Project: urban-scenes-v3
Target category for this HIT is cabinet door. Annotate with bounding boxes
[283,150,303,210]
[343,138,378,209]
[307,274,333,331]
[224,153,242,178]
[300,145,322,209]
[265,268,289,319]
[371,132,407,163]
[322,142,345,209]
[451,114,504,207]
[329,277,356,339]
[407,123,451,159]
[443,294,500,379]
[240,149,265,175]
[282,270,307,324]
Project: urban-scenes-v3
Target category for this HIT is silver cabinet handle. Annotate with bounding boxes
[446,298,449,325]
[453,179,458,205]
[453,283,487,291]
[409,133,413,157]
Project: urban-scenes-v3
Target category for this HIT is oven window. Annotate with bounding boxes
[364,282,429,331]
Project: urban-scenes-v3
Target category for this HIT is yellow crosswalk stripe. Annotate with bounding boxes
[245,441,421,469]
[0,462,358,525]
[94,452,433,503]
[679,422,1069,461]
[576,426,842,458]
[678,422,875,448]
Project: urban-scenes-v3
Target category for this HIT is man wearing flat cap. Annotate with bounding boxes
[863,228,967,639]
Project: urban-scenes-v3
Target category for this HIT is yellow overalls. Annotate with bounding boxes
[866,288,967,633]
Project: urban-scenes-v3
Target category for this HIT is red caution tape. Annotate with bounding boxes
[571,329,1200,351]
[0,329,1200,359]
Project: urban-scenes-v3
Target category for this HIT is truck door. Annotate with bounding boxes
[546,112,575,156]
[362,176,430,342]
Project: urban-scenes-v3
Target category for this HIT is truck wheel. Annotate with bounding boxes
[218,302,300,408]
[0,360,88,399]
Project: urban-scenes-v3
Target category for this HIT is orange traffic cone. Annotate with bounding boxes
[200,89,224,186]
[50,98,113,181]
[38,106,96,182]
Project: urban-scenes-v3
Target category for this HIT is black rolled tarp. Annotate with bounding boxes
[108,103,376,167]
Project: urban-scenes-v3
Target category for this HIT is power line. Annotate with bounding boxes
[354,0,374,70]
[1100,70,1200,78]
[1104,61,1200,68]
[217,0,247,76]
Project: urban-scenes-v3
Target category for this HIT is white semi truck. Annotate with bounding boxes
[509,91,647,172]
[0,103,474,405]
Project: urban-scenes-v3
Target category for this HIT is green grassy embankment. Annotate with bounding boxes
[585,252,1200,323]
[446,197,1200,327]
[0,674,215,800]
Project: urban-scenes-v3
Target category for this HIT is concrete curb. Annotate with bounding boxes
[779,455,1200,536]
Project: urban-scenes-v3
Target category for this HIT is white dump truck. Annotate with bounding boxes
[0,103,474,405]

------------------------------------

WHAT IS ASKED
Copy out every entry above, putting "Draw bounding boxes" wherever "Annotate with bounding boxes" appears and leaving the rest unchanged.

OUTPUT
Project: urban-scenes-v3
Target category for this HIT is cabinet door. Draw bounding boxes
[283,150,303,210]
[343,138,378,209]
[307,274,333,331]
[224,153,242,178]
[300,145,322,209]
[265,268,289,319]
[371,132,407,163]
[322,142,345,209]
[451,114,504,207]
[329,277,356,339]
[407,123,451,159]
[443,294,500,379]
[240,149,265,175]
[282,270,307,324]
Project: urban-scenes-v3
Target category for this HIT is silver cabinet handle. Draw bounding boxes
[446,298,449,325]
[453,179,458,205]
[453,283,487,291]
[409,133,413,157]
Project: urban-scenes-v3
Target category for this HIT is oven window. Draw bounding boxes
[364,282,429,331]
Project: urban-scenes-v3
Target category for this HIT is yellow crosswalk stripe. Draw bounding boxes
[245,441,421,469]
[0,462,358,525]
[94,452,433,503]
[679,422,1069,461]
[576,426,842,458]
[678,422,875,448]
Project: urban-scenes-v3
Target category for this HIT is man wearing flat cap. Draw bounding boxes
[863,228,967,639]
Project: urban-scenes-v3
Target category for this HIT is yellow overalls. Draw bounding boxes
[866,288,967,633]
Project: urban-scenes-v3
Target category for this HIT is red caution tape. Draw bounding boxes
[571,329,1200,351]
[0,329,1200,359]
Project: urban-scenes-v3
Target category for this HIT is truck door. Draw bounding boxes
[546,112,575,156]
[362,176,430,342]
Project: urban-scenes-v3
Target category for this HIT is truck wheel. Draw bounding boxes
[218,302,300,408]
[0,360,88,399]
Project: urban-scenes-v3
Target category for this HIT is orange traffic cone. Draw bounding boxes
[200,89,224,186]
[50,98,113,181]
[38,106,96,182]
Project: urban-scenes-v3
Target category for this HIT is black rolled tarp. Draw bounding boxes
[108,103,376,167]
Project: urban-scenes-v3
Target category for this HIT is power line. Draw bounding boxes
[354,0,374,70]
[1100,70,1200,78]
[1104,61,1200,68]
[217,0,247,76]
Project: urban-scenes-v3
Target category for this HIT is white semi truck. Draw bounding boxes
[509,91,647,172]
[0,103,474,405]
Project: urban-scenes-v3
Target category for this HIT is green grassy embankment. Draw bounding boxes
[585,252,1200,323]
[446,197,1200,327]
[0,674,215,800]
Project: urban-scenes-v3
Target category for this HIT is concrete curb. Draw bounding boxes
[779,455,1200,536]
Project: urban-scenes-v3
Target category for this HIT is white dump truck. Draw bounding boxes
[0,103,474,405]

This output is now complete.